▶ [Goals]:
1 - In the forum thread, which usernames are shown with replies dated Apr 2, 2010? List them in the order they appear.
2 - Reproduce everything in the forum thread from "Regardless... the rabbit" down to "here. Smart kids!", word for word.

▶ [Page text]:
:::::

So as every eye in the restaurant turns upon my son, he then begins a lively discussion about how he always has to use the facilities after he eats Asian food..

Now my other son whose affectionately known as being "strong like bull, smart like tractor" says...as everybody is eyeballing us..

"you are so stupid, that's a rabbit, not a hare."


Regardless... the rabbit does look like he has some bowel issues...


----------



## bengal77 (Apr 2, 2010)

ROFL. I seriously laughed for a full minute over here. Smart kids!


----------



## Nela (Apr 2, 2010)

Omg Lol!


----------



## slavetoabunny (Apr 2, 2010)

I probably would have moved to another table and claimed not to know him, lol! That's too funny.


----------



## TinysMom (Apr 2, 2010)

:roflmao:

Thank God I finished swallowing and put my cup down before I read this..


----------



## nicolevins (Apr 2, 2010)

:rofl::highfive:


----------



## Nancy McClelland (Apr 2, 2010)

:roflmao:


----------



## Mrs. PBJ (Apr 2, 2010)

As I am reading your text I am reading this.

Kat 

LOL My ash off


----------



## Brandy456 (Apr 8, 2010)

HAHAH
I did notice it looked like his bum was on fire, but nice to know why  haha


----------



## lovelops (Jan 14, 2014)

I read this and bust out laughing at the comments... that is just tooo funny!

Vanessa


----------



## Sindri27 (Jan 19, 2014)

That is pretty funny.


----------



## Magick_mogwai (Jan 24, 2014)

I just *had* to share that with my house mate. Lols. Trust your sons to embarrass you, it's what the parent child relationship is all about after all.:happyrabbit:


----------

:::::

▶ [Records provided]:
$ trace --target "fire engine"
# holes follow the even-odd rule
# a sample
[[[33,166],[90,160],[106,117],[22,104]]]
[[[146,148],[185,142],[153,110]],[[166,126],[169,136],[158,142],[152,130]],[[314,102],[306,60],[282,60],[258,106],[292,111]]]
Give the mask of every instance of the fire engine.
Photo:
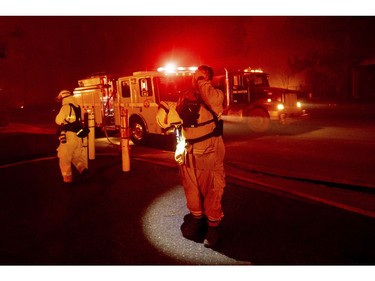
[[[243,122],[251,131],[263,133],[271,121],[285,124],[287,118],[307,116],[302,92],[271,87],[269,74],[246,68],[217,75],[213,85],[226,93],[223,119]]]
[[[184,92],[191,91],[196,69],[167,66],[124,77],[96,74],[78,80],[74,95],[83,113],[92,112],[95,127],[104,132],[120,129],[121,110],[126,109],[130,138],[135,144],[143,144],[148,134],[171,132],[157,124],[159,104],[162,101],[176,103]],[[213,85],[226,95],[224,118],[243,121],[252,131],[264,132],[271,120],[284,122],[287,117],[304,113],[298,93],[270,87],[267,73],[250,69],[224,70],[224,75],[213,79]]]
[[[156,121],[161,101],[177,103],[191,90],[197,67],[161,67],[131,76],[92,75],[78,81],[74,96],[83,112],[93,112],[95,127],[104,132],[120,129],[121,109],[128,111],[130,138],[143,144],[148,134],[169,134]]]

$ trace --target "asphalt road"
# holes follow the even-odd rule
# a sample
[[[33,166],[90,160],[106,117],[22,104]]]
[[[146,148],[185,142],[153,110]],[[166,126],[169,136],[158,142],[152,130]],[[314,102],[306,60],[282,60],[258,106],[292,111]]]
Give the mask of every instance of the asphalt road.
[[[67,189],[59,185],[53,133],[19,131],[0,134],[3,265],[375,263],[374,218],[327,204],[332,198],[274,188],[314,195],[326,187],[228,169],[222,240],[206,249],[180,234],[187,209],[167,152],[132,148],[131,171],[124,173],[117,148],[104,147],[90,161],[89,181]],[[25,161],[10,164],[7,157]]]

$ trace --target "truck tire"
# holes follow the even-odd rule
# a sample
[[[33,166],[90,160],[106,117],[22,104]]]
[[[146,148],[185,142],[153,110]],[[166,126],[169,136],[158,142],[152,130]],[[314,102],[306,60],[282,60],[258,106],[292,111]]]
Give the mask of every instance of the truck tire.
[[[246,125],[254,133],[264,133],[270,127],[270,117],[262,108],[253,108],[245,116]]]
[[[129,120],[130,138],[136,145],[143,145],[146,142],[146,125],[140,117],[131,117]]]

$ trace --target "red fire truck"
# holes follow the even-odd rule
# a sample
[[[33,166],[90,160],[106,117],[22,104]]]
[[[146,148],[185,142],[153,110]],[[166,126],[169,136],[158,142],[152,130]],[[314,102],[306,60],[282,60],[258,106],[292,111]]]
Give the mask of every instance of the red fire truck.
[[[156,122],[162,101],[176,103],[191,90],[197,67],[161,67],[133,75],[111,77],[98,74],[78,81],[74,95],[83,113],[93,112],[95,127],[107,132],[120,129],[121,109],[127,109],[130,137],[142,144],[148,134],[168,134]],[[213,84],[226,95],[224,119],[245,122],[254,132],[264,132],[271,120],[283,122],[304,114],[298,92],[272,88],[268,74],[246,69],[214,77]]]
[[[260,69],[228,71],[214,77],[213,85],[226,93],[224,119],[243,122],[262,133],[271,121],[284,124],[287,118],[306,116],[302,92],[271,87],[269,74]]]

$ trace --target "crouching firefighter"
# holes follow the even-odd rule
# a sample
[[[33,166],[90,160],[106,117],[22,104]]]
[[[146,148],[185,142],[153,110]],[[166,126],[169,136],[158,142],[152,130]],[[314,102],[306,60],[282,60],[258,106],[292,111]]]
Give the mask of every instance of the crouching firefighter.
[[[221,201],[226,186],[220,118],[224,93],[211,85],[212,78],[212,68],[200,66],[193,75],[191,93],[181,97],[176,106],[182,129],[181,134],[179,128],[176,130],[175,159],[190,211],[181,231],[185,238],[203,241],[208,248],[219,241],[219,226],[224,216]],[[163,110],[161,107],[159,111]]]
[[[73,183],[72,165],[82,176],[88,176],[87,151],[82,144],[89,129],[87,124],[83,124],[81,108],[70,91],[62,90],[56,100],[62,104],[55,118],[55,122],[59,126],[60,140],[57,156],[63,183],[71,185]]]

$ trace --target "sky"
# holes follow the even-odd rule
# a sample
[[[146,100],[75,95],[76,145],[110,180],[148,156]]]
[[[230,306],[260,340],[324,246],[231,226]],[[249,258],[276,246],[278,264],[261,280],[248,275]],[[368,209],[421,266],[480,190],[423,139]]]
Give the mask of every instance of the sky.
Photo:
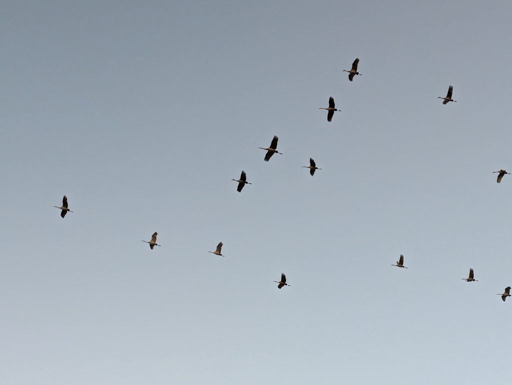
[[[3,2],[0,383],[509,383],[511,13]]]

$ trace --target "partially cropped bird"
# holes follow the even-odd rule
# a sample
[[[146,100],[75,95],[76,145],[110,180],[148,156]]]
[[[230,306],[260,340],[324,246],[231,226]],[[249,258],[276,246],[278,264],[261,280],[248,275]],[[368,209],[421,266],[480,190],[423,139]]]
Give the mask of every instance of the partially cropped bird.
[[[478,282],[478,280],[475,279],[475,278],[473,278],[474,274],[474,273],[473,273],[473,269],[470,269],[470,276],[468,277],[467,278],[462,278],[462,279],[463,279],[464,281],[467,281],[468,282],[472,282],[474,281],[476,281]]]
[[[343,70],[343,71],[345,72],[349,73],[349,80],[352,81],[352,79],[354,78],[354,75],[362,75],[362,74],[359,74],[357,72],[357,64],[359,63],[359,58],[356,58],[355,60],[354,60],[354,62],[352,63],[352,67],[350,71],[347,71],[347,70]]]
[[[162,245],[158,244],[157,243],[157,236],[158,233],[156,231],[153,233],[153,235],[151,236],[151,240],[148,242],[147,241],[142,241],[142,242],[145,242],[146,243],[150,244],[150,248],[153,250],[153,247],[155,246],[161,246]]]
[[[274,139],[272,140],[272,143],[270,143],[270,147],[267,147],[266,148],[264,148],[263,147],[258,147],[258,148],[261,148],[262,150],[267,150],[267,153],[265,155],[265,162],[268,162],[270,160],[270,158],[272,157],[272,155],[273,155],[274,153],[283,155],[282,153],[277,150],[278,140],[279,140],[279,138],[274,135]]]
[[[73,212],[71,210],[68,208],[68,197],[66,195],[64,195],[64,197],[62,198],[62,205],[60,206],[60,207],[59,207],[58,206],[54,206],[54,207],[56,207],[57,209],[60,209],[62,210],[62,211],[60,212],[60,216],[62,218],[66,216],[66,215],[67,214],[68,211],[70,213]]]
[[[309,168],[309,173],[311,174],[311,176],[314,174],[315,170],[322,170],[321,168],[318,168],[316,167],[316,165],[315,164],[315,161],[313,160],[313,158],[309,158],[309,166],[303,166],[302,167]]]
[[[403,265],[403,256],[401,254],[400,255],[400,259],[396,261],[396,265],[391,265],[391,266],[397,266],[399,267],[406,267]],[[406,267],[406,268],[408,268]]]
[[[281,273],[281,281],[280,281],[279,282],[278,282],[277,281],[274,281],[273,282],[275,282],[276,283],[279,283],[279,285],[278,285],[278,289],[280,289],[283,286],[290,286],[287,283],[286,283],[286,276],[285,275],[285,274],[284,273]]]
[[[249,183],[247,182],[246,179],[247,178],[247,176],[245,174],[245,171],[243,170],[242,170],[242,174],[240,175],[240,178],[232,179],[231,180],[234,180],[236,182],[238,182],[238,187],[237,188],[237,191],[239,192],[242,192],[242,189],[244,188],[244,186],[245,186],[246,184],[247,185],[252,185],[252,183]]]
[[[457,102],[456,100],[454,100],[452,99],[452,94],[453,93],[453,86],[451,85],[448,87],[448,93],[446,94],[445,98],[443,98],[442,96],[438,96],[437,99],[442,99],[443,100],[443,104],[446,104],[448,102]]]
[[[215,250],[215,252],[210,252],[208,253],[211,253],[212,254],[215,254],[216,255],[220,255],[221,257],[225,257],[225,256],[222,255],[221,254],[221,250],[222,248],[222,242],[221,242],[217,245],[217,248]]]
[[[503,300],[503,302],[504,302],[505,300],[507,299],[507,297],[510,296],[510,287],[507,286],[507,287],[505,287],[505,292],[504,292],[503,294],[498,294],[498,295],[501,296],[501,299],[502,299]]]
[[[329,107],[327,108],[324,107],[318,107],[318,109],[326,109],[327,110],[327,121],[330,122],[332,120],[332,117],[334,115],[335,111],[341,111],[340,109],[337,109],[334,108],[334,98],[332,96],[329,98]]]
[[[499,171],[493,171],[492,173],[494,174],[495,172],[499,173],[498,174],[498,179],[496,179],[496,182],[498,183],[501,183],[501,178],[502,177],[503,177],[503,175],[505,175],[505,174],[508,174],[509,175],[510,175],[510,173],[509,172],[507,172],[505,170],[502,170],[502,169],[500,170]],[[62,217],[62,218],[63,218],[63,217]]]

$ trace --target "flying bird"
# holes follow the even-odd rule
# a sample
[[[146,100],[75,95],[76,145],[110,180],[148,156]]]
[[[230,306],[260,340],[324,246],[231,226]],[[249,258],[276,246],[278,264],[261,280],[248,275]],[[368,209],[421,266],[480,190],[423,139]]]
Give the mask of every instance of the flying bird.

:::::

▶ [The responses]:
1 -
bengal77
Nela
slavetoabunny
TinysMom
nicolevins
Nancy McClelland
Mrs. PBJ

2 -
Regardless... the rabbit does look like he has some bowel issues...


----------



## bengal77 (Apr 2, 2010)

ROFL. I seriously laughed for a full minute over here. Smart kids!